EXERCISE BRIEF:
Transcribe each record below word for word.

RECORDS TO PROCESS:
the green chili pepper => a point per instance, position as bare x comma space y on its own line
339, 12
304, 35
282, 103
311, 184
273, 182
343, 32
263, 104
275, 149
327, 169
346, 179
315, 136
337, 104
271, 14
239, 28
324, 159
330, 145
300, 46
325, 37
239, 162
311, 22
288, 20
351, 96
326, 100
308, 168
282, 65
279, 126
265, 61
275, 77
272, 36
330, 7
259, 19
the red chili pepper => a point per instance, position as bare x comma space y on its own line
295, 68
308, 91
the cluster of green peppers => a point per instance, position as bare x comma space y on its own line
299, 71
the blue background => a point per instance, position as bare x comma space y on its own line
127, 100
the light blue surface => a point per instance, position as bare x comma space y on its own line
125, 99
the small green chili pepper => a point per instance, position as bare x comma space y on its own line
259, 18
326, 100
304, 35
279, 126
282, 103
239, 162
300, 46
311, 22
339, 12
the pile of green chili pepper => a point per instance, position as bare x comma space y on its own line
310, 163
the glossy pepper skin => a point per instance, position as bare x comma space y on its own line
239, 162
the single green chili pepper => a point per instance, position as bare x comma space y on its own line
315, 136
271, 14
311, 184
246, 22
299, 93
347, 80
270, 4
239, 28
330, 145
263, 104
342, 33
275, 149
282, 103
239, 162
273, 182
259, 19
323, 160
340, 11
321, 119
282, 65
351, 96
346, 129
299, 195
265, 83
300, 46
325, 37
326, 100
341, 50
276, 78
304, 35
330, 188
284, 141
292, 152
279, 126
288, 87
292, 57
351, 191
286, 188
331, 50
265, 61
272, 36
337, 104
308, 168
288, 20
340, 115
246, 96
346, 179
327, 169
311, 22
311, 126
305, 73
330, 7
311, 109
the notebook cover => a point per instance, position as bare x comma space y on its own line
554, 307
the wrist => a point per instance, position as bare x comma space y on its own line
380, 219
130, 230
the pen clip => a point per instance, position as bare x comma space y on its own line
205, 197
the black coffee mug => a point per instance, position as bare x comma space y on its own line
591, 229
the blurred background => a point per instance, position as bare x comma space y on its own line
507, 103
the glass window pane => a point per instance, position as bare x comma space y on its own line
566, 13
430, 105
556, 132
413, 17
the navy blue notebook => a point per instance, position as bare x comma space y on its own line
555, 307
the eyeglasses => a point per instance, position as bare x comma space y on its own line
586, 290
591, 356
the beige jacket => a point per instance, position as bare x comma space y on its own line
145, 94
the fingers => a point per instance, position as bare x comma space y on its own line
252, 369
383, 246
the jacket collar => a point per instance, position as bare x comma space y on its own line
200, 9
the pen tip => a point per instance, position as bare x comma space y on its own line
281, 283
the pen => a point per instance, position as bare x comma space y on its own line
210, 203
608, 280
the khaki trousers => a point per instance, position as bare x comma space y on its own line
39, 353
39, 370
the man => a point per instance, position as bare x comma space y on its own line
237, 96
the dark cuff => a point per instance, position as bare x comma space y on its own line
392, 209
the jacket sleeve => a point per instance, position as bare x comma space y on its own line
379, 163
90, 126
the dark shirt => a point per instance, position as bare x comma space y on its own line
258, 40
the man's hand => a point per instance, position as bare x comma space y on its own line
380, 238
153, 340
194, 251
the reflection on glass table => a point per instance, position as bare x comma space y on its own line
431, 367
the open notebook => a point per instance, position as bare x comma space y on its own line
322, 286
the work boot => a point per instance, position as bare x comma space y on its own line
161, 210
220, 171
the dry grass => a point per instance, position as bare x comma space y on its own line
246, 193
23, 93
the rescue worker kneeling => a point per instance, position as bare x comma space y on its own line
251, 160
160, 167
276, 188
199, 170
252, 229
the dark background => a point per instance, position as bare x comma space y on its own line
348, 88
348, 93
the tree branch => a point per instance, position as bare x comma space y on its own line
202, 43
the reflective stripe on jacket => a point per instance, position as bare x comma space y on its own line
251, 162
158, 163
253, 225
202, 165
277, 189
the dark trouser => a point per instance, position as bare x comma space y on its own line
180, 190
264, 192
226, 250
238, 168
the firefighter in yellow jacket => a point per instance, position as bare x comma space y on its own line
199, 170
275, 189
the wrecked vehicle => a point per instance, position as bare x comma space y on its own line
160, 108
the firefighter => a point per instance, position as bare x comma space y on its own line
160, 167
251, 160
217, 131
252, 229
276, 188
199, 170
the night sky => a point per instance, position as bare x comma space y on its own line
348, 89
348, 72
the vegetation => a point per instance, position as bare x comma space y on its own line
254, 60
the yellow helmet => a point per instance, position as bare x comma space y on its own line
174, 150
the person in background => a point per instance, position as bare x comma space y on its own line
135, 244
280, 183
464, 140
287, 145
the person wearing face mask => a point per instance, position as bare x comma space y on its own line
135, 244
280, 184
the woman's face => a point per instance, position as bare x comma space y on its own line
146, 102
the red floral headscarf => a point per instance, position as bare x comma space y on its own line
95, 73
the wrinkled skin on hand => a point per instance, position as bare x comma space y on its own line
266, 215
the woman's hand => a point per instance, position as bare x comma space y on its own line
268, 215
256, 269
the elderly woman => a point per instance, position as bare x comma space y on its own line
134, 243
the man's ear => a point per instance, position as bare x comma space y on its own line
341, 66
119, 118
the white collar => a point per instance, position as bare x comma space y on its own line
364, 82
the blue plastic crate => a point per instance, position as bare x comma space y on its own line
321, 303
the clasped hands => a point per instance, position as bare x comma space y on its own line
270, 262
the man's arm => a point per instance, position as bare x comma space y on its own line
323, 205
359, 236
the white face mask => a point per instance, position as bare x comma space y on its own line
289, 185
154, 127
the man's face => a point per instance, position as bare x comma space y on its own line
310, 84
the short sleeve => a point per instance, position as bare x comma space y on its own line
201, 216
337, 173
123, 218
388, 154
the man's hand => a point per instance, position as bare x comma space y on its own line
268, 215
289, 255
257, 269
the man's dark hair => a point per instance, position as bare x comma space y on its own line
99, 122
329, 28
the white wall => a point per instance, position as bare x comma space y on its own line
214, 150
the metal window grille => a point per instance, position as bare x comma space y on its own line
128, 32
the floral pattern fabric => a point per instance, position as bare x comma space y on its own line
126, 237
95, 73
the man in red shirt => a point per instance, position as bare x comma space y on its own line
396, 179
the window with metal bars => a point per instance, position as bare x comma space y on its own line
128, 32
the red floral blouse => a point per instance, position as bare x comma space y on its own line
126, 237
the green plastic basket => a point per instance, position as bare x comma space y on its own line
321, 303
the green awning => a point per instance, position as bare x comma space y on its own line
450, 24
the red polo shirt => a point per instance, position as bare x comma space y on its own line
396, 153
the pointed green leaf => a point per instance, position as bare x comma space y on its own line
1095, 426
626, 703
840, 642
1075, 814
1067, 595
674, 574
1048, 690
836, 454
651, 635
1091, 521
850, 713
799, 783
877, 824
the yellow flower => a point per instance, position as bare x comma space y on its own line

RESPONSE BELOW:
the green chili pepper => a point per instance, position as bare x comma space y on its own line
339, 12
304, 35
282, 103
311, 184
273, 182
343, 32
263, 104
275, 149
327, 169
346, 179
315, 136
337, 104
271, 14
239, 28
324, 159
330, 145
300, 46
325, 37
239, 162
311, 22
288, 20
351, 96
326, 100
308, 168
282, 65
279, 126
265, 61
275, 77
272, 36
330, 7
259, 19
the red chili pepper => a point per instance, position as bare x comma space y on its own line
295, 68
308, 91
the cluster of green peppers => a point per instance, position as bare x comma space y on its own line
299, 71
the blue background => a point per instance, position as bare x comma space y on its own line
127, 100
the light blue surface => a point per instance, position as bare x comma space y on its own line
125, 99
the small green chili pepper => a point per instance, position as bare x comma space y on its own line
259, 18
326, 100
304, 35
279, 126
282, 103
239, 162
300, 46
311, 22
339, 12
the pile of green chili pepper => a point per instance, position as bare x comma space y on its own line
310, 163
the glossy pepper skin => a point per instance, position as bare x comma space y on its own line
239, 162
the single green chili pepper => a point per instance, position as bare x comma space y on its own line
315, 136
271, 14
311, 184
246, 22
299, 93
347, 80
270, 4
239, 28
330, 145
263, 104
342, 33
275, 149
282, 103
239, 162
273, 182
259, 19
323, 160
340, 11
321, 119
282, 65
351, 96
346, 129
299, 195
265, 83
300, 46
325, 37
326, 100
341, 50
276, 78
304, 35
330, 188
284, 141
292, 152
279, 126
288, 87
292, 57
351, 191
286, 188
331, 50
265, 61
272, 36
337, 104
308, 168
288, 20
340, 115
246, 96
346, 179
327, 169
311, 22
311, 126
305, 73
330, 7
311, 109
the notebook cover => a point per instance, position as bare x comma space y on its own line
554, 307
the wrist => a point per instance, position as bare x comma space y on its own line
380, 219
130, 230
the pen clip => a point per instance, position as bare x comma space y on its own line
205, 197
the black coffee mug => a point per instance, position as bare x comma space y on its own line
591, 229
the blurred background => a point per instance, position as bare x comma space y on its own line
507, 103
the glass window pane => a point per instance, position as bare x comma space y on its own line
566, 13
430, 105
556, 132
413, 17
the navy blue notebook => a point per instance, position as bare x comma space y on its own line
555, 307
the eyeglasses => a point per instance, position as bare x comma space y on its own line
586, 290
591, 356
the beige jacket => a point per instance, position as bare x comma space y on its own line
145, 94
the fingers => a point per instance, position as bare x comma space y on its own line
252, 369
383, 246
the jacket collar => a point per instance, position as bare x comma space y on its own line
200, 9
the pen tip => a point per instance, position as bare x comma space y on its own line
281, 283
the pen => a point per instance, position as bare x comma space y on its own line
210, 203
608, 280
the khaki trousers => a point per instance, position as bare x comma space y on its own line
39, 353
39, 370
the man => a point per instance, position as bare x comma space y on its own line
237, 96
the dark cuff => a point per instance, position as bare x comma space y on its own line
392, 209
the jacket sleeve => a point per instance, position as bare x comma space y on its own line
379, 163
90, 126
the dark shirt => a point per instance, position as bare x comma space y on its own line
258, 40
the man's hand => a point per instance, position as bare x comma space y on its own line
380, 238
153, 340
194, 251
the reflection on glass table => a point per instance, position as bare x comma space y on its own line
431, 367
the open notebook => a point per instance, position as bare x comma space y on its own line
322, 286
the work boot => a point per instance, position as bare x comma space y on its own line
161, 210
220, 171
the dry grass => a point per instance, position as bare x comma space y on its own line
246, 193
23, 93
the rescue worker kneeling => a point per instance, position as bare x comma space y on its own line
251, 160
160, 167
276, 188
199, 170
252, 229
the dark background => a point per instance, position as bare x comma space y on its own line
348, 88
348, 93
the tree branch => a point per instance, position as bare x comma space y on its own line
202, 43
the reflective stripe on jacket => a point per instance, position as bare x comma space y on its own line
251, 162
158, 163
253, 225
202, 165
277, 189
the dark trouser => a point per instance, position as bare x comma space y on its own line
180, 190
264, 192
226, 250
238, 168
the firefighter in yellow jacket => a point per instance, position as bare x comma space y on its own line
199, 170
275, 189
the wrecked vehicle => a point per instance, position as bare x comma space y on its own line
160, 108
the firefighter => a point per instance, position as bare x comma space y on its own line
160, 167
251, 160
217, 131
252, 229
276, 188
199, 170
the night sky => a point per instance, position as bare x comma space y on its own line
348, 89
348, 72
the vegetation => a point per instance, position as bare x comma space y on its own line
254, 60
the yellow helmet => a point per instance, position as bare x comma space y on its own line
174, 150
the person in background => a point per instance, position as bare x comma space y on its own line
135, 244
280, 183
464, 140
287, 145
the person wearing face mask => a point per instance, position as bare x comma space y on its own line
135, 244
280, 184
the woman's face => a point per instance, position as bare x comma space y on its own line
146, 102
the red floral headscarf => a point per instance, position as bare x comma space y on its own line
95, 73
the wrinkled skin on hand => a point per instance, position as bare x comma space y on its own line
266, 215
the woman's hand => a point per instance, position as bare x comma space y on its own line
268, 215
256, 269
the elderly woman => a point per instance, position as bare x comma space y on its own line
134, 243
the man's ear => a point per instance, position as bare x comma space y on its own line
341, 66
119, 118
the white collar => a point per instance, position as bare x comma space y on its own line
364, 82
the blue plastic crate => a point per instance, position as bare x comma space y on its own line
321, 303
the clasped hands => a point per instance, position as bare x comma space y on its own line
270, 262
the man's arm => a point per instance, position as bare x comma space y on its own line
323, 205
359, 236
the white face mask => a point per instance, position as bare x comma space y on its own line
289, 185
154, 127
the man's face => a point per instance, position as bare x comma space y on its own line
310, 84
the short sleeve => a point per instance, position as bare x comma space y on its own line
201, 216
337, 173
123, 218
388, 154
the man's hand => a point per instance, position as bare x comma space y on its own line
268, 215
289, 255
257, 269
the man's dark hair => a point per instance, position as bare x comma space y on its own line
99, 122
329, 28
the white wall => a point per instance, position as bare x comma space y on its own line
214, 150
the metal window grille => a point per instance, position as bare x comma space y on its own line
128, 32
the floral pattern fabric => a point per instance, position as bare x comma space y on its own line
126, 237
95, 73
the man in red shirt => a point per instance, position as bare x comma space y on its own line
396, 179
the window with metal bars => a point per instance, position as bare x comma space y on its own line
128, 32
the red floral blouse => a point per instance, position as bare x comma space y on its own line
126, 237
the green plastic basket => a point per instance, position as bare x comma space y on its own line
321, 303
the green awning => a point per instance, position as bare x comma space y on its own line
450, 24
the red polo shirt => a point per instance, position as bare x comma space y on its own line
396, 153
the pointed green leaf => a point per instance, position as bare x comma space y on its own line
1095, 426
626, 703
840, 642
1075, 814
1067, 595
674, 574
1048, 690
836, 454
651, 635
1091, 521
850, 713
799, 783
877, 824
the yellow flower => a point per instance, position as bare x comma space y on its own line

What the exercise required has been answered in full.